ASSIGNED TASK: Please print every record below exactly as it appears.
====
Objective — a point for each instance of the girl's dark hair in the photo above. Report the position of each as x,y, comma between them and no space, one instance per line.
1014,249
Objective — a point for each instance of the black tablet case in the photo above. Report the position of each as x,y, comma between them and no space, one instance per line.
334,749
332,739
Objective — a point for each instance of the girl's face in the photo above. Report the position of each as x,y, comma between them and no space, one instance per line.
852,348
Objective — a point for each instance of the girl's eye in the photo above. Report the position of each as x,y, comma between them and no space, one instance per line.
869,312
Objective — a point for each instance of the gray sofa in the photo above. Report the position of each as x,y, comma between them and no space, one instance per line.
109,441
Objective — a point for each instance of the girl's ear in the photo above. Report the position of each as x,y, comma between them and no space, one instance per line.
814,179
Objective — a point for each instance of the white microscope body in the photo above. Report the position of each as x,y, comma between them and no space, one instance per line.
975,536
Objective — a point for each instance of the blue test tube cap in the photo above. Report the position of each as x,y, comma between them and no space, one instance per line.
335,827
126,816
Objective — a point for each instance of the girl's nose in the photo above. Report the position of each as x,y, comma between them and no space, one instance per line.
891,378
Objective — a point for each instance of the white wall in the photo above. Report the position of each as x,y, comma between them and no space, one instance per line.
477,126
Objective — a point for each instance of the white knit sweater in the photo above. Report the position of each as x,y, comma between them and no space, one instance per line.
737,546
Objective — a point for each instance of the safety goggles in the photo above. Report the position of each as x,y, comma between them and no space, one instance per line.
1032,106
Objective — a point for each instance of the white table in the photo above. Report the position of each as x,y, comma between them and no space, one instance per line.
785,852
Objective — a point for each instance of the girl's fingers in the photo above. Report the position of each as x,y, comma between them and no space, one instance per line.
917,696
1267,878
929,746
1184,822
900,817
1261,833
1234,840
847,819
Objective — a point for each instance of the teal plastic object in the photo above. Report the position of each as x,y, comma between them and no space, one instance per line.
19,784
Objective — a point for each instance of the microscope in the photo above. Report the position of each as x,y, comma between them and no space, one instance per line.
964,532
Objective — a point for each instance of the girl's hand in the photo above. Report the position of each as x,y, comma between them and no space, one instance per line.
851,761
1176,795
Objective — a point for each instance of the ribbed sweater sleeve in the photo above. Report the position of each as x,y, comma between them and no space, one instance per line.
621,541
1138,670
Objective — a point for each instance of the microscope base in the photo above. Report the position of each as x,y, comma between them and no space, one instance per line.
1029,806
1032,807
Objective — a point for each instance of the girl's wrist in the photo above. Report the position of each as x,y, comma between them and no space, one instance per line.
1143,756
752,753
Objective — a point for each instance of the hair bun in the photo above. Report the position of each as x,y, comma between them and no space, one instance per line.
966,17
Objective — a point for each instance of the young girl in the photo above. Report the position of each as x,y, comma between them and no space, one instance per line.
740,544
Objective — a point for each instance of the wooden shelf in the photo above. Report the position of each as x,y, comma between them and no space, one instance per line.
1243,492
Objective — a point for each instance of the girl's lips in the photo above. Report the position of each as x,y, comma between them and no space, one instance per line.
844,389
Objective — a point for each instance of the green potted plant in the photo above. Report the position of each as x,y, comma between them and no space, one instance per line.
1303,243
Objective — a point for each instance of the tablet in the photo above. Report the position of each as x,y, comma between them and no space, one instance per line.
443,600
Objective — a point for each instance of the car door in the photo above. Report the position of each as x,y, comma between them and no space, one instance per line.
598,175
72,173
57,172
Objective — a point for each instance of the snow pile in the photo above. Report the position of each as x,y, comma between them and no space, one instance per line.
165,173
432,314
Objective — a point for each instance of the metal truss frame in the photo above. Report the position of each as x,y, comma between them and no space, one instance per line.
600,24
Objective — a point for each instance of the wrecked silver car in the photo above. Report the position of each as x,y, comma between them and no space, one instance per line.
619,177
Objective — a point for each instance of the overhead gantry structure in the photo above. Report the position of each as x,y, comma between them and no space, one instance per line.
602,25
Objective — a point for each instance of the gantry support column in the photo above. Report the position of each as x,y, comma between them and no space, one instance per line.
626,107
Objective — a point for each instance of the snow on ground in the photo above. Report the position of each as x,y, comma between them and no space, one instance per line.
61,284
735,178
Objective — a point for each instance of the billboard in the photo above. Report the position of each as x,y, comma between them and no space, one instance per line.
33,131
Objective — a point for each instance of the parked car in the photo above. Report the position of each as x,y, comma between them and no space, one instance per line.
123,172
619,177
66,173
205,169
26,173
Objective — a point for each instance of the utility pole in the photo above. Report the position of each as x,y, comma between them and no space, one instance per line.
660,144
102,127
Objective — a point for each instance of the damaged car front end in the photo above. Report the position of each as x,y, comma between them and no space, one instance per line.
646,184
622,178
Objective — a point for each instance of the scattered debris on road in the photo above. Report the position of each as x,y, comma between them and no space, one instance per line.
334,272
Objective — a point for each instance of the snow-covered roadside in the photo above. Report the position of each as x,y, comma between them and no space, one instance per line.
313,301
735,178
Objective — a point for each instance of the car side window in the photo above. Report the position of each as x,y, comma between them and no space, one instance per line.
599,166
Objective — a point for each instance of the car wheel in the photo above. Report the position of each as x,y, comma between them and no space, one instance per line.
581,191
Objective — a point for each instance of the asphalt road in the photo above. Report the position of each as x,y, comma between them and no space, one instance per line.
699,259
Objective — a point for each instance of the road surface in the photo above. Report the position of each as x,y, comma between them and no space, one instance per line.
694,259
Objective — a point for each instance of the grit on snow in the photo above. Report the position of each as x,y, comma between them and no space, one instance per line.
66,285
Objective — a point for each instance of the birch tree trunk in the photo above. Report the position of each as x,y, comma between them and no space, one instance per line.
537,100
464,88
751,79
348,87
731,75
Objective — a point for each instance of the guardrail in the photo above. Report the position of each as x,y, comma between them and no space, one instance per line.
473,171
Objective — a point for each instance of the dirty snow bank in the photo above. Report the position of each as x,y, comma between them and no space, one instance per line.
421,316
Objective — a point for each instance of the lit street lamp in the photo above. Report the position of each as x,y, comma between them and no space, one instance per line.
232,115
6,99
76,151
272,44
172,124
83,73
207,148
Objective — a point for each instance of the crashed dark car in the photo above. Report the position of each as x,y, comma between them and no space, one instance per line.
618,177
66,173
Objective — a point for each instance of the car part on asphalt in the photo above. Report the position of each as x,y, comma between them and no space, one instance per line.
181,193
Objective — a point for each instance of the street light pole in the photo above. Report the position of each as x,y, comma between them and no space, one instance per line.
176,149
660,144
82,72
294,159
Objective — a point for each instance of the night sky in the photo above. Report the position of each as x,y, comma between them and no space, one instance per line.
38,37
====
TASK ANSWER:
Objective — a point for each instance of the girl's dark hair in the photo above. Report the position of each as x,y, comma between them and no space, one instance per line.
1014,249
Objective — a point for each instance of the black tablet case in the photo above. Report the position of each as x,y, comma between them and no space, one instance per line.
334,749
332,739
Objective — a point for each instance of the girl's face in the photo above. Report the position of each as x,y, comma between them and no space, one instance per line.
852,348
Objective — a point for each instance of the girl's eye in the photo above. Report the position of each as x,y, comma between them and no space, one instance per line.
869,312
Objective — a point for each instance of the gray sofa in the photo above. Report the position of each as x,y, comma between them and no space, one instance per line.
109,441
Objective — a point for each instance of the girl's ear in the photo above. Report the position of each as x,y, comma between them and no space, one instance per line.
814,179
Objective — a point for each instance of the white microscope body in the photo above. Report the position of each as x,y, comma between them and no space, one instance per line.
975,536
Objective — a point for each instance of the blue test tube cap in the photo above. Report the position of each as x,y, comma between them and no space, one instance per line.
335,827
126,816
Objective — a point for each instance of the girl's nose in the photo above. Report the position of each as x,y, comma between them and no space, one instance per line.
891,378
Objective — a point for each instance of the white wall in the photo above. Report the position of each as x,y, comma between them and no space, one instance per line.
477,126
Objective — a point for each instance of the white knit sweater in the photo above. Report the position of each as x,y, comma between them and no space, one instance per line.
737,546
Objective — a point for each instance of the safety goggles in the photo above. Report the position of each as x,y, comma between them and no space, one instance per line.
1032,106
Objective — a point for each instance of the white table in the photo above. Report the position of each as x,y, comma between them and no space, one instance per line.
785,852
Objective — a point for each instance of the girl's fingers in the photo above. Report the position of each as x,y, comma between them and no space, one instance per line.
917,696
1267,878
929,746
1184,822
900,817
1261,833
1234,840
847,819
Objective — a point for each instance of the teal plastic object in the photo above. Report the position of each as x,y, comma between them and no space, one instance per line.
19,784
Objective — a point for each instance of the microscope in the photo above. Report the position of each as x,y, comma between them and no space, one instance per line.
964,532
Objective — a point for each instance of the girl's hand in the photo above. Report the position of each as x,y, comma between them and no space, one instance per line.
851,761
1176,795
Objective — a point for each instance of the ribbed sweater sleeve in the photo above. Report the position of each as x,y, comma between them and no space, one instance per line.
621,541
1138,670
Objective — a point for each instance of the microscope base in the photo above. Report the position of each as x,y, comma between them and no space, one instance per line.
1029,806
1032,807
Objective — a point for each instance of the girl's wrist in the photo above. Report the position of each as x,y, comma between them and no space, one instance per line.
1143,756
752,753
Objective — a point for each instance of the hair bun in the photo above. Report the position of each as x,y, comma between them and no space, one instance per line.
966,17
Objective — a point for each instance of the young girl in the photo above. Report the position of each as x,y, comma between them and no space, one instance per line.
740,544
Objective — a point for each instance of the wooden shelf in the photo above. Report the position of each as x,y, comma between them and no space, one instance per line.
1243,492
Objective — a point for each instance of the girl's lips in the photo above. Report the position of each as x,y, comma between them and no space, one instance per line.
844,389
Objective — a point for each instance of the green potted plant in the photo above. Report the position of each as x,y, comma between them and no space, one instance per line.
1303,243
Objective — a point for each instance of the tablet in the photo above. Report the position of each as x,y, comma between them and no space, one instance per line.
443,600
Objective — a point for each instance of the car door in the photo above. Report the position of each as x,y, comma between them and no space, one instance per line.
598,175
72,173
57,172
Objective — a point for each instance of the snow pile in the photo above. Report the position of each as x,y, comma between them and no space, one instance per line.
165,173
432,314
Objective — a point for each instance of the metal truss frame in the photo above. Report the position of each as x,y, comma between them and no space, one instance per line.
600,24
Objective — a point for each instance of the wrecked silver car in the photo above. Report the position of each as x,y, comma between them and no space, one instance per line.
619,177
Objective — a point for each instance of the overhead gantry structure in the photo above. Report the position of each as x,y, comma between them and no space, one instance per line.
602,25
Objective — a point for each instance of the gantry support column in the photo above. Report the position of each as x,y, comma between them and no space, one instance per line.
626,107
Objective — a point for each instance of the snow on ground in the photo above. Report the position of each as x,y, comma between them and no space, one instance per line.
61,284
735,178
Objective — a point for each instance of the billboard in the photo above. Report the position of each as x,y, comma between them and no space, one instance per line.
33,131
Objective — a point for each instance of the parked car in the photo above. Report the position of each as x,y, comma between them and no space, one instance per line.
123,172
619,177
66,173
205,169
26,173
Objective — a point for each instance of the utility pole in the photo above. Report the position of each as x,y, comma between them and no space, one instance per line.
660,144
102,127
Objective — a point for each instance of the damaged car front end in the photo above. Report the position of each as x,y, comma between them and no space, one instance per line.
646,184
622,178
Objective — a point for each instance of the scattered debris on road in the photo above. Report the position of each as x,y, comma between them and no space, one instance per line.
334,272
Objective — a point for each instance of the snow-covered roadside in the photo above. Report the position of each as x,y, comma between them and no space, one instance per line.
313,301
735,178
Objective — a point for each instance of the car side window in the photo above. Report the position of each as x,y, comma between them and no space, one instance per line.
599,166
Objective — a point for each instance of the car wheel in the photo above. Report the position of each as x,y, comma between them and no space, one instance per line.
581,191
Objective — a point for each instance of the asphalt road in the photo above. Report the position of each as x,y, comma between them and no space, one instance per line.
699,259
Objective — a point for each instance of the road surface in the photo above. Report the position of each as x,y, comma between them and no space, one instance per line.
694,259
Objective — a point for each instance of the grit on snow in the photo above. Report the position of each as x,y, comma between them and no space, one instance per line.
66,285
Objective — a point for each instance of the birch tree trunk in the photo above. Report the position of each as x,y, comma between them and no space, one instance per line.
537,100
464,88
751,79
348,87
731,75
Objective — a point for each instance of the guardrail in the photo above. Report the position of each as x,y, comma between them and no space, one instance per line.
473,171
Objective — a point for each instance of the dirty snow bank in the photo above. Report the position of each as x,y, comma between them and no space, one instance per line.
421,316
Objective — a point for each instance of the lit street lamp in the photo above. Report the position of each as x,y, comma between them and no space, one instance per line.
232,115
6,99
76,151
272,44
172,124
83,73
207,148
Objective — a point for each instance of the crashed dark car in the photo above. Report the position of each as x,y, comma between them and no space, one instance per line.
618,177
66,173
Objective — a point for each instance of the car part on asphalt in the photo above. Report the position of each as x,y, comma between them and no space, one instance per line.
181,193
Objective — a point for each instance of the street light pole in the photo above. Report the position of each as x,y, comma between them and no space, one instance per line.
176,149
660,144
82,72
294,159
Objective — a point for each instance of the night sky in the photo above. Report the position of each as x,y, comma between them and no space, one instance per line.
38,37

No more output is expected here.